_Extract to read_:
The Absolute Beginner’s Guide to Test Driven Development, with a Practical Example
So I know what it is…but what exactly is it?
Test Driven Development (TDD) and testing were always terms that people would casually talk about and debate the merits of, but I never actually knew what it was. The furthest I ever managed to get was the understanding that it was “a way to make sure that what your code is doing what it should be doing,” which, while true, isn’t very descriptive or helpful in actually understanding what it was or how to do it.
Then, people would start throwing around words like stubbing, mocking, and doubles, and I had even less of an idea of what was going on. That is, until my bootcamp’s Foundations phase, during which I was introduced to the idea in a relatively non-threatening way.
For those of you who know sort-of kind-of what it is but don’t actually know what it is, I hope this helps in allowing you to at least grasp the fundamentals. Here’s what I’ve learned of what TDD actually means and how to use it in practice.
The traditional coding process would be something like this: write code, see what happens, does it do what we want it to do? No -> rewrite code. Yes -> move on with life.
Whereas, a TDD workflow would look like this —
Essentially, you want to write tests, then write the simplest code possible to make those tests pass (they should be failing initially, because you haven’t written anything!). Once you’ve made all of the tests pass, go back and refactor your code to make it prettier and/or more efficient.
Okay, that’s cool, I get that. But what are these “tests,” you ask? What do they contain? What does it mean “to make a test pass”? I didn’t understand how you could write code to make sure other code worked…because once you wrote it, wouldn’t you be able to tell if it worked or not?
Let’s say that you want to write a program that will say, “Hello, [name]!”, where name is whatever name you give it. (Ex. If your name was Bob, and you wanted your program to say hello to you using your name: “Hello, Bob!”) If you don’t give your program a name, then you want it to say, “Hello, world!”
So let’s try this TDD thing out. The idea is to write your tests first, before you write a single line of code. Your tests for this program could look like this —
(Different testing frameworks have different syntax for actually writing tests; we’ll be ignoring the actual syntax for now and focusing on the content.)
Basically, what this test is saying is:
- There is a function called “hello”
- When you call hello( ), you should get the string, “Hello, world!”
- When you call hello( ) with a parameter, you could get the string, “Hello, + parameter!”
As we can see in our testing framework (we’ve been using Jasmine and the test runner Test’em), both of our tests are currently failing. That’s good; that’s expected!

_Given task 1_: Name the terms that, according to the guide to test driven development above, people would start throwing around.

_Entries_:
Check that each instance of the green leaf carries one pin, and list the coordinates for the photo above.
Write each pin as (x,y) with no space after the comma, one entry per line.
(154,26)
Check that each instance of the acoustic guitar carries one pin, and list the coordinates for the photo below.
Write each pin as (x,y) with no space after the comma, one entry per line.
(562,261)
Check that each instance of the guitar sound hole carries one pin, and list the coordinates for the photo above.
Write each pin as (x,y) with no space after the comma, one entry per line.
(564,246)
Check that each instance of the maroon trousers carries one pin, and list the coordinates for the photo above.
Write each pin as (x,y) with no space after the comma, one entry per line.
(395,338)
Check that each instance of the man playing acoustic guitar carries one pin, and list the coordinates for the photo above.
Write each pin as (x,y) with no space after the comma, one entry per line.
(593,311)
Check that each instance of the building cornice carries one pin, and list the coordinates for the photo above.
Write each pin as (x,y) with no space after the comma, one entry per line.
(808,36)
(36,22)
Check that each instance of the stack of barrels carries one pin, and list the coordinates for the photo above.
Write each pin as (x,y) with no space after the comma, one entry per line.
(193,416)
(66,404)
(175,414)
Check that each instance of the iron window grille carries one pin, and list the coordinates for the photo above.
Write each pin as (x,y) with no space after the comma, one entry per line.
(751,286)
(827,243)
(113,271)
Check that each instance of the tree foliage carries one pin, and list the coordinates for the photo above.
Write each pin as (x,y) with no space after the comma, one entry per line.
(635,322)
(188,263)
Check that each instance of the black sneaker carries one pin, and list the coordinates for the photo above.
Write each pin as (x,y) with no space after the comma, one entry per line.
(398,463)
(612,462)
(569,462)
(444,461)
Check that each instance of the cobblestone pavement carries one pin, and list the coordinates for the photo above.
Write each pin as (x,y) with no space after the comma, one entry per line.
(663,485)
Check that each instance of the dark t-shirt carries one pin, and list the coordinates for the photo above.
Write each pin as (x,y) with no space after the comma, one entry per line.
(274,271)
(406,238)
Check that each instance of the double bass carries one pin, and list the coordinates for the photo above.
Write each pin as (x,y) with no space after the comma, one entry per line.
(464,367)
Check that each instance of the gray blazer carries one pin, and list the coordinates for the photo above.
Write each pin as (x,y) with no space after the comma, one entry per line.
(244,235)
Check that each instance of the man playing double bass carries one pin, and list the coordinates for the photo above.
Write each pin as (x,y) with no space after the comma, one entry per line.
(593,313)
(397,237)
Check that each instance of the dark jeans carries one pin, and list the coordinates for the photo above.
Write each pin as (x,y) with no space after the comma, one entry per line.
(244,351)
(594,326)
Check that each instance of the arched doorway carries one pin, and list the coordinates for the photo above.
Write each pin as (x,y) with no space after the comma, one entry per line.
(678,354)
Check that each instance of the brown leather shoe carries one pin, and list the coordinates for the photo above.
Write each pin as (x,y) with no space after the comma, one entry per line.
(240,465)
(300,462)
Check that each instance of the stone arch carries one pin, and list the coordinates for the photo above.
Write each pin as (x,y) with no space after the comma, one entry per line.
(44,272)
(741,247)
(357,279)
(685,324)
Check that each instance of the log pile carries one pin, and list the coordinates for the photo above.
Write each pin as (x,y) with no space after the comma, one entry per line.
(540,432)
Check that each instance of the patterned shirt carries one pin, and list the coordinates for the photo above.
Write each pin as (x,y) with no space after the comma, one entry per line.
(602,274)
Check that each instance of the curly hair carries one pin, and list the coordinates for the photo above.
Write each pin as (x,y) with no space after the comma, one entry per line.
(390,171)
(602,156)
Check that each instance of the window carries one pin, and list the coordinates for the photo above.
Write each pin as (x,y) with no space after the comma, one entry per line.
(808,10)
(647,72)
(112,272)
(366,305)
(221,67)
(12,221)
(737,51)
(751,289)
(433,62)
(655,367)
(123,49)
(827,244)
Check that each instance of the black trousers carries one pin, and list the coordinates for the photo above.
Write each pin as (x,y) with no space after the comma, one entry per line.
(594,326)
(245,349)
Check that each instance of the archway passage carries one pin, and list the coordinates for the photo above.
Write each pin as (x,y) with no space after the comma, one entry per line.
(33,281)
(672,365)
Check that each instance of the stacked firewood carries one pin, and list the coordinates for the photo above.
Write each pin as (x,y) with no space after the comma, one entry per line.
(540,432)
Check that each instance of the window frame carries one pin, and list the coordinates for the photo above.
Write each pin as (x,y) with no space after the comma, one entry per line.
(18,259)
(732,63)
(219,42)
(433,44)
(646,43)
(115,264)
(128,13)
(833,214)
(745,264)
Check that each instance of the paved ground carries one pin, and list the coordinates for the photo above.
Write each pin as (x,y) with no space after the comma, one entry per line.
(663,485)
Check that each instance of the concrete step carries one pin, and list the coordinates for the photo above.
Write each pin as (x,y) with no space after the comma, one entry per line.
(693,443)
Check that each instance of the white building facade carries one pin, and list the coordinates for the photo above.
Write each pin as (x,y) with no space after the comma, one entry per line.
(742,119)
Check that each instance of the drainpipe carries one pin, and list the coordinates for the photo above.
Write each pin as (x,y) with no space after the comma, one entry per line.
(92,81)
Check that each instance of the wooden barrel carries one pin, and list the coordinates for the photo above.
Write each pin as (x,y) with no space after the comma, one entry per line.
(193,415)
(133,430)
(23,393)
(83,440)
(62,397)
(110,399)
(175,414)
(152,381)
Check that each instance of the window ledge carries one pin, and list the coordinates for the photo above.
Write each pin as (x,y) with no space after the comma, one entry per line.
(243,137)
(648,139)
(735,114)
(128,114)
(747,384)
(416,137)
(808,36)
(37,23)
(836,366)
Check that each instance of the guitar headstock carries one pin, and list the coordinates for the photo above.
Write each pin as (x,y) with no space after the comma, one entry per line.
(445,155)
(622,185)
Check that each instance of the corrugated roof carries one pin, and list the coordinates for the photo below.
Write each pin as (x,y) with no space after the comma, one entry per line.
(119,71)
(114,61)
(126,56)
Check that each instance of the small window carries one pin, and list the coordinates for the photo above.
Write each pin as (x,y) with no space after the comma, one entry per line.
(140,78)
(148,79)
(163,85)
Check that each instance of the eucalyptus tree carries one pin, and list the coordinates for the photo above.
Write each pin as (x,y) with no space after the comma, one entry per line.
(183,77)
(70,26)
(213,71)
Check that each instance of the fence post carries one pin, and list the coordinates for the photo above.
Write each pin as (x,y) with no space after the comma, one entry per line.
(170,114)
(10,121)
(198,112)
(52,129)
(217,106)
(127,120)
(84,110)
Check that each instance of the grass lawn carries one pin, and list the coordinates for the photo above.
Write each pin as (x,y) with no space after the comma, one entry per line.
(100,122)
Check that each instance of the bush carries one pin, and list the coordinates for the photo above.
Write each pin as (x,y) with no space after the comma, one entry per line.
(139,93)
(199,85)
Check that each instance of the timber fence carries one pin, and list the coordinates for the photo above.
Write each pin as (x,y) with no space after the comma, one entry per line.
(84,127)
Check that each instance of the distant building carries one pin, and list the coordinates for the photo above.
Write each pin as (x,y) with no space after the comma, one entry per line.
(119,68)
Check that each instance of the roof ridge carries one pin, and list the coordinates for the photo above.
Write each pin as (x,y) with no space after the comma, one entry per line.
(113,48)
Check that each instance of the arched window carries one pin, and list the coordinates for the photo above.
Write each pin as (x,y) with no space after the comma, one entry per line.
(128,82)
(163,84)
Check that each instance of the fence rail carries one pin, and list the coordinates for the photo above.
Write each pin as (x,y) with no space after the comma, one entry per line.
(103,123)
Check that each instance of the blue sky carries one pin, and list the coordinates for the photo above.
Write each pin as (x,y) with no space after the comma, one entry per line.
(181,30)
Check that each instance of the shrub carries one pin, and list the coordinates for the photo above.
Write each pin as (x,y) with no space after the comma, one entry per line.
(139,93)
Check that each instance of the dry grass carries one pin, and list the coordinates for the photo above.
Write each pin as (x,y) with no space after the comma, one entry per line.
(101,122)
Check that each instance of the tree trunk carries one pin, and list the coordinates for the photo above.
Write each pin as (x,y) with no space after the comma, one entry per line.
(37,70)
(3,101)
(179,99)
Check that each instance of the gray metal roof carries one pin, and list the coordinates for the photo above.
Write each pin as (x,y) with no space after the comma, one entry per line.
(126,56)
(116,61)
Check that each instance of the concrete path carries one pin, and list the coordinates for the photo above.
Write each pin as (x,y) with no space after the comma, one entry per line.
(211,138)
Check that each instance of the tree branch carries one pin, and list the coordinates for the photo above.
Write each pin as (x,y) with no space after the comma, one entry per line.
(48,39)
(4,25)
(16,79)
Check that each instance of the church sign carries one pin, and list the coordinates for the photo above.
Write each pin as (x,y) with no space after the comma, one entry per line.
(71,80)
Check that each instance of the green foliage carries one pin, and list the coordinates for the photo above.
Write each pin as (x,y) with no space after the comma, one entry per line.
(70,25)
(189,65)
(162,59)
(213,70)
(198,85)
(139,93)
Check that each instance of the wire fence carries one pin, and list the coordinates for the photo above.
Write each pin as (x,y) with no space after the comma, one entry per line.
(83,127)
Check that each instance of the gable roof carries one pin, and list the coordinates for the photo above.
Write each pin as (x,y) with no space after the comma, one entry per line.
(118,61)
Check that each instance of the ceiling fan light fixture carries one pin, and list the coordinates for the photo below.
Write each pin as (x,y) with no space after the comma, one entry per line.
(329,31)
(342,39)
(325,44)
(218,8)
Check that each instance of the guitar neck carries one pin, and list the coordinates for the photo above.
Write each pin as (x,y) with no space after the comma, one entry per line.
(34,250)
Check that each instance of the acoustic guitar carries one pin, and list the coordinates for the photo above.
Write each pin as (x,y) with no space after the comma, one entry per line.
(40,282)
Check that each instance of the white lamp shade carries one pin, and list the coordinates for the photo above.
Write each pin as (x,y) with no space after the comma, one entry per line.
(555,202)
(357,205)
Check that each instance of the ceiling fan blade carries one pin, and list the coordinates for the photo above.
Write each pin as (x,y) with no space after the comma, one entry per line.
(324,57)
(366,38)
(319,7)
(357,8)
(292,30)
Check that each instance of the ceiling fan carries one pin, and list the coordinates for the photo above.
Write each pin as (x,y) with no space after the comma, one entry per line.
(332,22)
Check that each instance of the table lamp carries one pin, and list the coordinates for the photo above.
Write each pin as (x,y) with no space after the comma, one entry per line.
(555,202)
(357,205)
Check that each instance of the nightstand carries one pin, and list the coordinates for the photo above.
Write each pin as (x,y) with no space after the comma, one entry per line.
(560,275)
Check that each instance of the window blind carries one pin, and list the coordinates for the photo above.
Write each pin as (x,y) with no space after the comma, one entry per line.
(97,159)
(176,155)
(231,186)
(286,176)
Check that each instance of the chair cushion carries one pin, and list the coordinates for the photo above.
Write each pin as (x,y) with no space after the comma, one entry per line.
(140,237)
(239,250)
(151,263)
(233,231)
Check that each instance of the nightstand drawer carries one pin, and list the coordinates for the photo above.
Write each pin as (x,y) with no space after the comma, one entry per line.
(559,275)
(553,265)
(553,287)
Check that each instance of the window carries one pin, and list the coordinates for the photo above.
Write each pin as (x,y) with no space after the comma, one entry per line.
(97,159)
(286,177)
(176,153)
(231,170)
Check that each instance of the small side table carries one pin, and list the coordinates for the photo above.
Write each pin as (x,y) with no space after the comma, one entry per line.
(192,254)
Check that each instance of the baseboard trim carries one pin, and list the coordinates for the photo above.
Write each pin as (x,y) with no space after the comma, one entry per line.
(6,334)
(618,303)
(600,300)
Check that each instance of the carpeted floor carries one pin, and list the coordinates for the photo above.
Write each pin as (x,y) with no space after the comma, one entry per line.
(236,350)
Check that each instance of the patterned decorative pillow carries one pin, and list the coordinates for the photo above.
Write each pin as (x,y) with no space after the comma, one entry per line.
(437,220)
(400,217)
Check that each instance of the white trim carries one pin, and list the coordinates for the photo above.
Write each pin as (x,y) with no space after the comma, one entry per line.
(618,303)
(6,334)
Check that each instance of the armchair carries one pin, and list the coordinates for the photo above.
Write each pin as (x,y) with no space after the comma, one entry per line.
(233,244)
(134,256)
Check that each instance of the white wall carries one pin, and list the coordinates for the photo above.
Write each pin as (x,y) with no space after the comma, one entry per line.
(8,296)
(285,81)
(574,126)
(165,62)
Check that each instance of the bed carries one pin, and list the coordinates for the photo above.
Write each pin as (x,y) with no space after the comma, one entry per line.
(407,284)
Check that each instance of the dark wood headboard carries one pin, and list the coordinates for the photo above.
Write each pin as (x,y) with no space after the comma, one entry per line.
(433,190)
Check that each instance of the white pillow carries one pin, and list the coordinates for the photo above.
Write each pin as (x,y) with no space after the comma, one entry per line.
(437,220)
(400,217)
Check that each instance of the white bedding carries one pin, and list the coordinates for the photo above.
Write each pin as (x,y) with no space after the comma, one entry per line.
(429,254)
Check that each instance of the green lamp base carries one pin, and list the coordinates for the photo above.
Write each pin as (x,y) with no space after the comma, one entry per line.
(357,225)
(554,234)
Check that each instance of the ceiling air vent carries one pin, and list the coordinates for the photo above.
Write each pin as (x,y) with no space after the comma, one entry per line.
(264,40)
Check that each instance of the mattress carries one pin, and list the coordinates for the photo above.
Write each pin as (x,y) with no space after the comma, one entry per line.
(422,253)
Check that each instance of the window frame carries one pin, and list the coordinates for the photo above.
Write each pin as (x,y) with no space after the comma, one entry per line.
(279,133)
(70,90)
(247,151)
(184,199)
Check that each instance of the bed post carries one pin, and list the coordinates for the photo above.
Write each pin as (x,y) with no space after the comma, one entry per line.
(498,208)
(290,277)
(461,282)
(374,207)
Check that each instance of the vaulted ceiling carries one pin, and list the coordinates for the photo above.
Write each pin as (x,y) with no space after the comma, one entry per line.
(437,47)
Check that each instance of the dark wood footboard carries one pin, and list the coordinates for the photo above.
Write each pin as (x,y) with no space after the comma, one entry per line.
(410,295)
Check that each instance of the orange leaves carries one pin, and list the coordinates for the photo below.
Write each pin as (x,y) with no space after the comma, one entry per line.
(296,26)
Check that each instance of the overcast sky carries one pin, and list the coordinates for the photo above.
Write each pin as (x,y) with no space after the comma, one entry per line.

_Given task 2_: Collect every line of the entries above that contains the string "playing". Case counts.

_Task result 1_: stubbing, mocking, doubles

_Task result 2_:
Check that each instance of the man playing acoustic guitar carries one pin, and list the coordinates for the photo above.
Check that each instance of the man playing double bass carries one pin, and list the coordinates for the photo above.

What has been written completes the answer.